▸ Short task: Copy only what runs from the line containing "Shelf-audit tool: tag the black" through the end of the material below, line for line, with both ends included.

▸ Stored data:
--- begin ---

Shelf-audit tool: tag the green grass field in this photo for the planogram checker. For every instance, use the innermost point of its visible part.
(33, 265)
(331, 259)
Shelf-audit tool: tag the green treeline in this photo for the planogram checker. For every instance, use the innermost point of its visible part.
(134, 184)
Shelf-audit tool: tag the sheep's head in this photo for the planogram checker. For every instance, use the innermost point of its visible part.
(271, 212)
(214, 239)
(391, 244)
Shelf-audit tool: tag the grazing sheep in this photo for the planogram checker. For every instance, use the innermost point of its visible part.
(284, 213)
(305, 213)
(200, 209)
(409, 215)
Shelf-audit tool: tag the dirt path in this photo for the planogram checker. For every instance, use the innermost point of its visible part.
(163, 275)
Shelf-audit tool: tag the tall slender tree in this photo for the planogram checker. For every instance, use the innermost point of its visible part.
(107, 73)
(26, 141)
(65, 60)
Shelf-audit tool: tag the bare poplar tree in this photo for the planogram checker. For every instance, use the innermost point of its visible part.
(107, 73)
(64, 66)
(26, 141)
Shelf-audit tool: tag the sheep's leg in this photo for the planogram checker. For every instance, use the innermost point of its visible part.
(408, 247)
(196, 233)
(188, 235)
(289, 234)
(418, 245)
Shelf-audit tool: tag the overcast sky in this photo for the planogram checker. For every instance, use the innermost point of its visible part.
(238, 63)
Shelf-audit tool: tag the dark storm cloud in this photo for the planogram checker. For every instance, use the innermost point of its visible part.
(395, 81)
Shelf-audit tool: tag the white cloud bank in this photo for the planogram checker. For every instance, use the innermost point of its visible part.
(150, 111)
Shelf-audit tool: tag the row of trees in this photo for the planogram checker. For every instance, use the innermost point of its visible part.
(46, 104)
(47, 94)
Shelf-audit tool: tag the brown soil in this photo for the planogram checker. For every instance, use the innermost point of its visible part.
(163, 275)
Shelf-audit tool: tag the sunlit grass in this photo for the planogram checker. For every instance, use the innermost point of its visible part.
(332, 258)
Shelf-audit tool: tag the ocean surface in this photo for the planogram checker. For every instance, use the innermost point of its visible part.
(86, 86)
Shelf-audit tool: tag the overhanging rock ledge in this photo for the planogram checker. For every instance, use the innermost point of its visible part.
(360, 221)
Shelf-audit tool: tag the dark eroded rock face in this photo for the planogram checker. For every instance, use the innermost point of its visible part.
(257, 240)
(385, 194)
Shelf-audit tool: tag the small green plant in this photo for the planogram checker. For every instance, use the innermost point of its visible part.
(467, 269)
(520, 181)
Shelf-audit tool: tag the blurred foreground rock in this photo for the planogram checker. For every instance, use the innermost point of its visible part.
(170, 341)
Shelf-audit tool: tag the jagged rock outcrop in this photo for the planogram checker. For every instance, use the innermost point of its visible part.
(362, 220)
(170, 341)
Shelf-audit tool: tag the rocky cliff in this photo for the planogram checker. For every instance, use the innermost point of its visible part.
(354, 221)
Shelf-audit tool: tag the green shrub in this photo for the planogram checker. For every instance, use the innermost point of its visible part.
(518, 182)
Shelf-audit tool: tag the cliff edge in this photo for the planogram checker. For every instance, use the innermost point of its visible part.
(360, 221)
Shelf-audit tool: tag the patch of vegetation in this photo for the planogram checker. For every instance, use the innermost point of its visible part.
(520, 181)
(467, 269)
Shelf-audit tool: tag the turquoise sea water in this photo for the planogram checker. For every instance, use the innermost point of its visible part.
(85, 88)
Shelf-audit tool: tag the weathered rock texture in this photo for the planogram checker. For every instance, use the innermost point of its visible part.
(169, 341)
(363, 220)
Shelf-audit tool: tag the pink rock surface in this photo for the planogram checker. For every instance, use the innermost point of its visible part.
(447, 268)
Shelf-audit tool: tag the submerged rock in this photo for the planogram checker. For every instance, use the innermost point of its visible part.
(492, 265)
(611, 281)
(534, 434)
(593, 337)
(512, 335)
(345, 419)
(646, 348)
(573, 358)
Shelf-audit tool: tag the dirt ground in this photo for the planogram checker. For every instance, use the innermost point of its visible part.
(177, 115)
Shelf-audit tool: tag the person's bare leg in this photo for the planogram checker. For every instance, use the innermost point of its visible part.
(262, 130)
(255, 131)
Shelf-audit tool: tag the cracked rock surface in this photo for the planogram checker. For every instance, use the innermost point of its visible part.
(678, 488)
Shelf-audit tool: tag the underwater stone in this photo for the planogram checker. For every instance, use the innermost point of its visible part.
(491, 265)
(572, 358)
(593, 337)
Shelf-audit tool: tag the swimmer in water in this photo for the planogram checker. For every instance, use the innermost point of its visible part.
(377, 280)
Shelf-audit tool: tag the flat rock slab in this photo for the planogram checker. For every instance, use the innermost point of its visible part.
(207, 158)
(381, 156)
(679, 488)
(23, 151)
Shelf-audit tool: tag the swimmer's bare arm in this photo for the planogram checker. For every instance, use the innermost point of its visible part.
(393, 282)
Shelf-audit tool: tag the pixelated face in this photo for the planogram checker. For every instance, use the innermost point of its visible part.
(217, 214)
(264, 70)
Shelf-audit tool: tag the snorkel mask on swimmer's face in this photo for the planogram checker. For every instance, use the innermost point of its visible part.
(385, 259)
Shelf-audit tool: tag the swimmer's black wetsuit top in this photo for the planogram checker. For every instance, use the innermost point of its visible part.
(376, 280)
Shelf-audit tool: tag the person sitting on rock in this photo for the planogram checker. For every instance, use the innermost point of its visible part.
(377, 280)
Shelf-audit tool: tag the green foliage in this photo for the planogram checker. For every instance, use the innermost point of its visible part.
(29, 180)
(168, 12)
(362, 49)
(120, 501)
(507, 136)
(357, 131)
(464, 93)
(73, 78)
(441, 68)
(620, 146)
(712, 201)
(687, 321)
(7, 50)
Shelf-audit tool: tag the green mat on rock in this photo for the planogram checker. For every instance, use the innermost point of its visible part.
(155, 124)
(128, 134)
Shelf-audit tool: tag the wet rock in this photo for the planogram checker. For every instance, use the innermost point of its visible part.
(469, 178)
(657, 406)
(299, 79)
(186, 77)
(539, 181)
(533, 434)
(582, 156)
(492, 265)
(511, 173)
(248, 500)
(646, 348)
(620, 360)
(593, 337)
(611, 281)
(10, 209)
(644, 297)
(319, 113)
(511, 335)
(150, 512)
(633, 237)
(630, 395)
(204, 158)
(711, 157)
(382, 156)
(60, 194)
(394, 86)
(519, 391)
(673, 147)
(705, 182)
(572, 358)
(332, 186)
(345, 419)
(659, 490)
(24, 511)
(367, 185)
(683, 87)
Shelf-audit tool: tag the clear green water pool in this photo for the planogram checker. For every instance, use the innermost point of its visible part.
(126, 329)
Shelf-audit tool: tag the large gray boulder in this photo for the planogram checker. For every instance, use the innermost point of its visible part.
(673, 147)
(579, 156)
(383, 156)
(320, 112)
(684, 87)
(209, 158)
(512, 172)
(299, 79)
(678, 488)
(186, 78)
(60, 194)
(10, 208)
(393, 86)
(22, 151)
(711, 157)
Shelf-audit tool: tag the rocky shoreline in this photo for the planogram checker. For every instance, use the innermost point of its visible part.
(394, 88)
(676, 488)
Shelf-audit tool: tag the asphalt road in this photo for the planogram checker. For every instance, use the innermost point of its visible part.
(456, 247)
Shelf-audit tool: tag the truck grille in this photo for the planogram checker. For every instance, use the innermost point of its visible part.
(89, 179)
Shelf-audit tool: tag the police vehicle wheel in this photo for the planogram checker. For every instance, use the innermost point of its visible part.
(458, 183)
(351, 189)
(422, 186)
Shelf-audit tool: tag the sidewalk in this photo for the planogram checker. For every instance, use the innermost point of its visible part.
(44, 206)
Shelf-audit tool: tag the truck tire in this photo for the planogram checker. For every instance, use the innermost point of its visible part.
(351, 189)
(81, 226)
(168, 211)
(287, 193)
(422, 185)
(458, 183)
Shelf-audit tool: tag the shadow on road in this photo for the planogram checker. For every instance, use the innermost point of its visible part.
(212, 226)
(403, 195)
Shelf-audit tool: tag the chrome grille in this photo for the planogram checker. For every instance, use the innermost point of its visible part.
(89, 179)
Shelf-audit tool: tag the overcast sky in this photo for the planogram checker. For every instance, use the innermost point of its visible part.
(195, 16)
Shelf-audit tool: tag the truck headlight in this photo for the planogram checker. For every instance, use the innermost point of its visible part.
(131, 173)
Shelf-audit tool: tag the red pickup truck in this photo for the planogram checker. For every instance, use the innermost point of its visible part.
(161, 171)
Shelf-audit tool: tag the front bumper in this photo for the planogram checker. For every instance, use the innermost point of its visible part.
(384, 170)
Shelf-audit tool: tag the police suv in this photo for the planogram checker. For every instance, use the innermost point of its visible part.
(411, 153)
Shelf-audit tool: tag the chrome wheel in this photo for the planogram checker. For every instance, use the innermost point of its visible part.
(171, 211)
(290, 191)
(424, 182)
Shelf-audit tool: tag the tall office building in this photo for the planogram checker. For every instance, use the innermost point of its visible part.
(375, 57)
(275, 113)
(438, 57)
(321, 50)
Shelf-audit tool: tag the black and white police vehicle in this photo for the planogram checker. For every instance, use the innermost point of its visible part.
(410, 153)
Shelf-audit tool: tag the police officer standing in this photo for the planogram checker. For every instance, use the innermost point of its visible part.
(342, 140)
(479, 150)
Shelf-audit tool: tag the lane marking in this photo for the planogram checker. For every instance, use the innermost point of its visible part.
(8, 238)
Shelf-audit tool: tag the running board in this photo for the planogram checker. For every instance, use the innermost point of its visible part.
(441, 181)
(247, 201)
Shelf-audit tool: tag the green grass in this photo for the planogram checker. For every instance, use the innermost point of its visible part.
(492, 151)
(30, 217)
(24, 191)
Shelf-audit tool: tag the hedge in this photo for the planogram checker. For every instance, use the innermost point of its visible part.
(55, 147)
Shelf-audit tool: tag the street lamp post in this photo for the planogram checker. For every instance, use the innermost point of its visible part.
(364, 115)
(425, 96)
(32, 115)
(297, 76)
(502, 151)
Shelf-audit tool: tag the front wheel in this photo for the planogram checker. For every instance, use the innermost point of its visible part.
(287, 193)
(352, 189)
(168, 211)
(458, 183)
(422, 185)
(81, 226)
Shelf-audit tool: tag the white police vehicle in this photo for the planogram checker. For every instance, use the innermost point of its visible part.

--- end ---

▸ Answer:
Shelf-audit tool: tag the black and white police vehicle in this photo for the planogram checker. For every instance, use the innermost point of its visible part.
(410, 153)
Shelf-audit tool: tag the police officer standing in this photo for the planogram checker. For every instance, use the innermost point of its visible part.
(342, 140)
(479, 150)
Shelf-audit tool: tag the lane marking in this photo for the planogram checker. For every instance, use the innermost point of its visible part.
(8, 238)
Shelf-audit tool: tag the running board in this photo for the planogram checker. For every instance, use the innermost point of its visible part.
(441, 181)
(247, 201)
Shelf-audit tool: tag the green grass in this photo for the planogram checker. For every instance, use the innermost point of its visible part.
(492, 151)
(30, 217)
(24, 191)
Shelf-audit tool: tag the hedge in this photo for the planogram checker. For every instance, use the innermost point of its visible part.
(55, 147)
Shelf-audit tool: tag the street lamp post in this photo for the planogram checker. For every instance, use the innermost point of its visible part.
(364, 115)
(425, 96)
(32, 115)
(297, 76)
(502, 151)
Shelf-audit tool: tag the front wheel in this photo for the planogram checker. For every instance, use the innermost point of its visible part.
(287, 193)
(352, 189)
(168, 211)
(458, 183)
(422, 185)
(81, 226)
Shelf-audit tool: tag the white police vehicle in this photo for the planogram checker. For every instance, use the innermost point of its visible part.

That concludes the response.